■ WRITTEN EXERCISE A ■
Reproduce the listing as a numbered list, starting at its first line and continuing through the line that contains "369), (299, 390)]", with blank lines omitted. Leave the pictures out of your answer.

■ SELECTED TEXT ■
▼▼▼
Re: Pluggable toaster

Поиск
Список
Период
Сортировка
От Nikita Malakhov
Тема Re: Pluggable toaster
Дата
Msg-id CAN-LCVP5zdz4s_MRn+a8f_65MY6Wjv+k_ocmS+8rzyO+y=bUSw@mail.gmail.com
обсуждение исходный текст
Ответ на Re: Pluggable toaster  (vignesh C <vignesh21@gmail.com>)
Ответы Re: Pluggable toaster  (vignesh C <vignesh21@gmail.com>)
Список pgsql-hackers
Hi!

Thank you for your attention.
I've rebased the patchset onto the latest master (from 07.01), but the second part is still
in pre-patch shape - it is working, but tests are failing due to changes in TOAST relations
logic - I haven't adapted 'em yet.

The patchset consists of 4 patches:
The first part consists of 2 patches and uses pg_attribute extension, this was an arguable
decision and it has serious downside, so I've decided to make another revision (the second part):
0001_toaster_interface_v25.patch - Pluggable TOAST API, reference TOAST left intact
0002_toaster_default_v25.patch - Reference TOAST is routed via TOAST API

The second part - TOAST API revision that does not extend pg_attribute, is more flexible
and allows a lot more extensibility to the TOAST functionality - instead of storing Toaster
OID in "atttoaster" attribute of pg_attribute - we use new special catalog table pg_toastrel,
which keeps all Toaster assignments history (pelase check my message from 27.12), and
allows to drop Toasters safely. This part is in pre-patch state, I've send it for the review
and feedback on the general approach:
0003_pg_toastrel_control_v25.patch - introduces pg_toastrel catalog relation, which stores
Toaster assignment logic;
0004_drop_toaster_v25.patch - extends SQL syntax with a safe DROP TOASTER command.



On Wed, Jan 4, 2023 at 12:52 PM vignesh C <vignesh21@gmail.com> wrote:
On Tue, 27 Dec 2022 at 02:32, Nikita Malakhov <hukutoc@gmail.com> wrote:
>
> Hi hackers!
▲▲▲
[Labeled shape records]
▼▼▼
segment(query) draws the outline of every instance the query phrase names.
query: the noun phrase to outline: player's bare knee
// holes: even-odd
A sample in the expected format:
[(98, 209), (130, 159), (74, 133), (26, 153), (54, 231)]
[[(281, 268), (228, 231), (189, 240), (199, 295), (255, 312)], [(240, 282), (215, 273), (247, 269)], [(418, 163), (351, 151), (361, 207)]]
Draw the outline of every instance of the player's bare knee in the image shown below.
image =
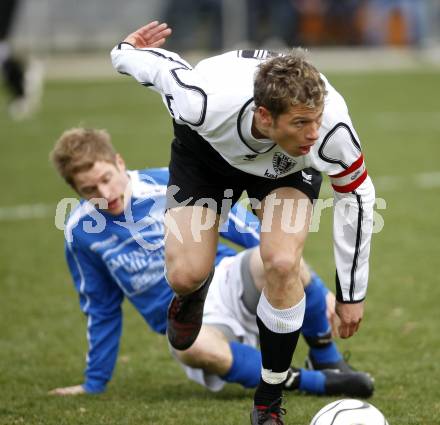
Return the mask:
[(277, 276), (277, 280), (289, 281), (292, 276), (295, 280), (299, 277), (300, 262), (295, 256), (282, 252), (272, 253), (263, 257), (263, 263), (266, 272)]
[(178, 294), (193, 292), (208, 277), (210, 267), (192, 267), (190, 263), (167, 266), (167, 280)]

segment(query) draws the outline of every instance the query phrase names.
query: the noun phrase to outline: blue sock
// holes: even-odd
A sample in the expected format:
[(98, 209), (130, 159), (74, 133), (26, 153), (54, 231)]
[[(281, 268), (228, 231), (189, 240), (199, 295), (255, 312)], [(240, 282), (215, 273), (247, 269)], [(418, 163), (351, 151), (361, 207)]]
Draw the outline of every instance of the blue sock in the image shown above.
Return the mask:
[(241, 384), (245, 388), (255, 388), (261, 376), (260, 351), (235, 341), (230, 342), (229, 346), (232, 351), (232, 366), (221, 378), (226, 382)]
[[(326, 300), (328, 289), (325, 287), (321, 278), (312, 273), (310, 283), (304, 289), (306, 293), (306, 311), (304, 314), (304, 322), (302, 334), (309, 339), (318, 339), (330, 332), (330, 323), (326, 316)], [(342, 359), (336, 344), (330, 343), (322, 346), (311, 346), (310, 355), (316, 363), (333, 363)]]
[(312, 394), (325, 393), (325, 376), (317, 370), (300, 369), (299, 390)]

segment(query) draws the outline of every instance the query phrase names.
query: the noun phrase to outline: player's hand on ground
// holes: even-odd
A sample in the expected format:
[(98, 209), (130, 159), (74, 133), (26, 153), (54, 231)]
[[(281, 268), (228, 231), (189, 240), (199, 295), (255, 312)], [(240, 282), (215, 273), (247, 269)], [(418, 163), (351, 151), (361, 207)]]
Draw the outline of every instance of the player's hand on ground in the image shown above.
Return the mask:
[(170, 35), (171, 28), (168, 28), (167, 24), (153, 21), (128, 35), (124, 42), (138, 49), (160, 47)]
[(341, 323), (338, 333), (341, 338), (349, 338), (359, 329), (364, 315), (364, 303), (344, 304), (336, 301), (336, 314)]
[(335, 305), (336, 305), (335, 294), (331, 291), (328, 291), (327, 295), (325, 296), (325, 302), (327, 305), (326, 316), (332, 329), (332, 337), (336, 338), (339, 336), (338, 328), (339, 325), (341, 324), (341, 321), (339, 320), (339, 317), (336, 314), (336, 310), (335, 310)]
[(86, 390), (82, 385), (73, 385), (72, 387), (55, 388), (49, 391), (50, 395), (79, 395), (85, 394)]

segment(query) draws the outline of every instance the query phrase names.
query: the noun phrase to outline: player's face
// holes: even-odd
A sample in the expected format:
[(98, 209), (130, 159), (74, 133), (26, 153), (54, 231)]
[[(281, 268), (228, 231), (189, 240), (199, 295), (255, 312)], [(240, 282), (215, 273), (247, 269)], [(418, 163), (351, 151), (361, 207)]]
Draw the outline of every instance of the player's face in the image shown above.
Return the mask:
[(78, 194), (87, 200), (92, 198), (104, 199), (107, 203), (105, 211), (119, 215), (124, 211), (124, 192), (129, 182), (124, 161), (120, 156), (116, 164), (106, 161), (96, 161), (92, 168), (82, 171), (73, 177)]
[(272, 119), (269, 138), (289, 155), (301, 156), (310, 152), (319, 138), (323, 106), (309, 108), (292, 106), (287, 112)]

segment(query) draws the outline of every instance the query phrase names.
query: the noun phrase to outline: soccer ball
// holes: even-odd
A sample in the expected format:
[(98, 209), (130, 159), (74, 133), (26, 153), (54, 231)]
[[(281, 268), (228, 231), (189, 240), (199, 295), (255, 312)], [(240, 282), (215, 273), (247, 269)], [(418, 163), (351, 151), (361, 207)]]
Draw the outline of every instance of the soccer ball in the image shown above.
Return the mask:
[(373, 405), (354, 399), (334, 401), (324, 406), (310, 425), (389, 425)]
▲▲▲
■ WRITTEN EXERCISE B ■
In the pluggable toaster message, restate as a brief bulleted list the paragraph beginning "The second part - TOAST API revision", including the two patch lines that follow it.

■ TASK SOLUTION A ■
1. segment(query) draws the outline of every instance the query phrase names.
2. query: the noun phrase to outline: player's bare knee
3. // holes: even-odd
4. A sample in the expected format:
5. [(98, 209), (130, 159), (74, 133), (26, 153), (54, 231)]
6. [[(281, 268), (228, 231), (189, 240), (199, 295), (255, 312)], [(240, 282), (215, 273), (247, 269)], [(418, 163), (351, 151), (361, 207)]]
7. Draw the outline of every instance of the player's bare knee in the image shown below.
8. image =
9. Return the mask:
10. [(277, 276), (277, 280), (289, 281), (292, 276), (295, 280), (299, 277), (300, 262), (295, 256), (282, 252), (272, 253), (263, 257), (263, 263), (266, 272)]
11. [(178, 294), (193, 292), (208, 277), (210, 267), (192, 267), (190, 263), (167, 266), (167, 280)]
12. segment(query) draws the outline of every instance the query phrase names.
13. query: the noun phrase to outline: blue sock
14. // holes: even-odd
15. A sample in the expected format:
16. [(98, 209), (130, 159), (74, 133), (26, 153), (54, 231)]
17. [[(281, 268), (228, 231), (189, 240), (199, 295), (255, 312)], [(240, 282), (215, 273), (247, 269)], [(418, 163), (351, 151), (361, 207)]]
18. Draw the outline of every instance of the blue sock in the image shown above.
19. Return the mask:
20. [(241, 384), (245, 388), (255, 388), (261, 376), (260, 351), (235, 341), (230, 342), (229, 346), (232, 351), (232, 366), (221, 378), (226, 382)]
21. [[(326, 300), (328, 289), (325, 287), (321, 278), (312, 273), (310, 283), (304, 289), (306, 293), (306, 311), (304, 314), (304, 322), (302, 334), (309, 339), (318, 339), (330, 332), (330, 323), (326, 316)], [(342, 359), (336, 344), (330, 343), (322, 346), (311, 346), (310, 355), (316, 363), (333, 363)]]
22. [(312, 394), (325, 393), (325, 376), (317, 370), (300, 369), (299, 390)]

■ TASK SOLUTION B ■
- The second part is a revision of the TOAST API that does not extend pg_attribute. It is more flexible and allows much more extensibility to the TOAST functionality.
- It does not store the Toaster OID in the "atttoaster" attribute of pg_attribute. Instead, it uses a new special catalog table, pg_toastrel, which keeps the full history of Toaster assignments and allows Toasters to be dropped safely.
- This part is in a pre-patch state and was sent for review and feedback on the general approach.
- 0003_pg_toastrel_control_v25.patch introduces the pg_toastrel catalog relation, which stores the Toaster assignment logic.
- 0004_drop_toaster_v25.patch extends SQL syntax with a safe DROP TOASTER command.